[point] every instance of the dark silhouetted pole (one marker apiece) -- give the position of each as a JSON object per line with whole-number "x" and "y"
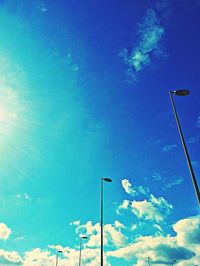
{"x": 184, "y": 93}
{"x": 148, "y": 258}
{"x": 101, "y": 214}
{"x": 82, "y": 237}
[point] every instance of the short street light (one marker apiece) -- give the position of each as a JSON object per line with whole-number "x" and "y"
{"x": 82, "y": 237}
{"x": 106, "y": 179}
{"x": 58, "y": 251}
{"x": 184, "y": 93}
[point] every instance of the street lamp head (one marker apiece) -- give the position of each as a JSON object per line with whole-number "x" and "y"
{"x": 181, "y": 92}
{"x": 107, "y": 179}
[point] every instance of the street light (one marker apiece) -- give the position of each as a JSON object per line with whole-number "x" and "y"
{"x": 184, "y": 93}
{"x": 173, "y": 261}
{"x": 101, "y": 213}
{"x": 58, "y": 251}
{"x": 82, "y": 237}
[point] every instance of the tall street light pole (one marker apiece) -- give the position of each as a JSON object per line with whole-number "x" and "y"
{"x": 184, "y": 93}
{"x": 101, "y": 214}
{"x": 58, "y": 251}
{"x": 82, "y": 237}
{"x": 149, "y": 259}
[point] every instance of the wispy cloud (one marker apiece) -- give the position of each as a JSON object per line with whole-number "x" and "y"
{"x": 5, "y": 231}
{"x": 156, "y": 209}
{"x": 176, "y": 182}
{"x": 128, "y": 187}
{"x": 169, "y": 147}
{"x": 149, "y": 44}
{"x": 133, "y": 191}
{"x": 112, "y": 233}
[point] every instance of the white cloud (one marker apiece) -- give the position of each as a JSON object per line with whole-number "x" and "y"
{"x": 169, "y": 147}
{"x": 156, "y": 209}
{"x": 4, "y": 231}
{"x": 145, "y": 210}
{"x": 112, "y": 233}
{"x": 128, "y": 187}
{"x": 9, "y": 258}
{"x": 188, "y": 231}
{"x": 24, "y": 196}
{"x": 148, "y": 47}
{"x": 177, "y": 182}
{"x": 183, "y": 247}
{"x": 75, "y": 223}
{"x": 123, "y": 206}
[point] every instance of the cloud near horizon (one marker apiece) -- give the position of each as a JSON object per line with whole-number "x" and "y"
{"x": 162, "y": 249}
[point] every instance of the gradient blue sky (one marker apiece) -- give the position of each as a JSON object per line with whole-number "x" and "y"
{"x": 84, "y": 95}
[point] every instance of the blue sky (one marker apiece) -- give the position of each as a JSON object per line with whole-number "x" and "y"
{"x": 84, "y": 95}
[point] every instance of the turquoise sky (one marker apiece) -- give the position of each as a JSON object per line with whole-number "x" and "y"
{"x": 84, "y": 94}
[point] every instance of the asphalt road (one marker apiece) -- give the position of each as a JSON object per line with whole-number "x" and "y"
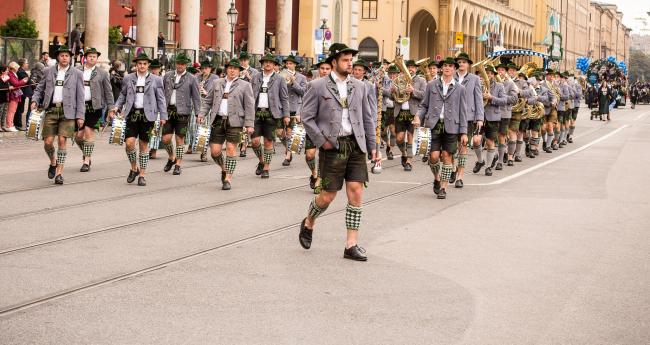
******
## [Given instruction]
Set down each of the lines above word for word, leaving the pictures out.

## [Output of the task]
[point] every instance of the dark silhouetted pole (one marker apiece) -- give the position of each as a JSON object per line with whole-number "x" and "y"
{"x": 184, "y": 93}
{"x": 148, "y": 258}
{"x": 101, "y": 214}
{"x": 82, "y": 237}
[point] every instance of the short street light (one marker apiece) -- give the position of each as a JSON object per line with whole-number "x" and "y"
{"x": 82, "y": 237}
{"x": 106, "y": 179}
{"x": 58, "y": 251}
{"x": 184, "y": 93}
[point] every instance of the street lamp head (one marker apiece) -- give the position of each as a JSON object per line with whole-number "x" and "y"
{"x": 181, "y": 92}
{"x": 107, "y": 179}
[point] every instance of the street light (one marker apiece) -- give the position of each as a JSON object per line with whole-number "x" and "y"
{"x": 184, "y": 93}
{"x": 173, "y": 261}
{"x": 101, "y": 213}
{"x": 58, "y": 251}
{"x": 82, "y": 237}
[point] every instance of the tall street light pole (one marker apiece) -- give the position of each as a JSON object per line with whole-number "x" and "y"
{"x": 184, "y": 93}
{"x": 101, "y": 214}
{"x": 58, "y": 251}
{"x": 82, "y": 237}
{"x": 149, "y": 259}
[point] every instance of the wispy cloud (one marker apiece) -- give the position of each as a JSON object per line with whole-number "x" and "y"
{"x": 5, "y": 231}
{"x": 156, "y": 209}
{"x": 176, "y": 182}
{"x": 128, "y": 187}
{"x": 169, "y": 147}
{"x": 149, "y": 44}
{"x": 133, "y": 191}
{"x": 112, "y": 233}
[point] every instance of the white cloud (one marker apiece) -- give the position of each as a JSON object per line with whole-number "x" and "y"
{"x": 169, "y": 147}
{"x": 156, "y": 209}
{"x": 4, "y": 231}
{"x": 145, "y": 210}
{"x": 112, "y": 233}
{"x": 128, "y": 187}
{"x": 9, "y": 258}
{"x": 188, "y": 231}
{"x": 24, "y": 196}
{"x": 148, "y": 47}
{"x": 177, "y": 182}
{"x": 183, "y": 247}
{"x": 75, "y": 223}
{"x": 123, "y": 206}
[point] every instance of the cloud near horizon (one marker apiece) -- give the position of each as a JSON object per line with whole-number "x" and "y"
{"x": 162, "y": 249}
[point] every instance of the gradient blue sky (one marker apiece) -- give the position of each as a JSON object per line with whole-number "x" and "y"
{"x": 84, "y": 95}
[point] every instance of the blue sky (one marker apiece) -- give the position of each as a JSON object per line with whole-number "x" and "y"
{"x": 84, "y": 95}
[point] every instance of the turquoise sky (one marker apiece) -- give the position of each as a JSON object per line with whole-number "x" and "y"
{"x": 84, "y": 94}
[point] every instance of the asphalt road (one marker apiece) -- give the position of each as a JSON object per line with whole-number "x" and "y"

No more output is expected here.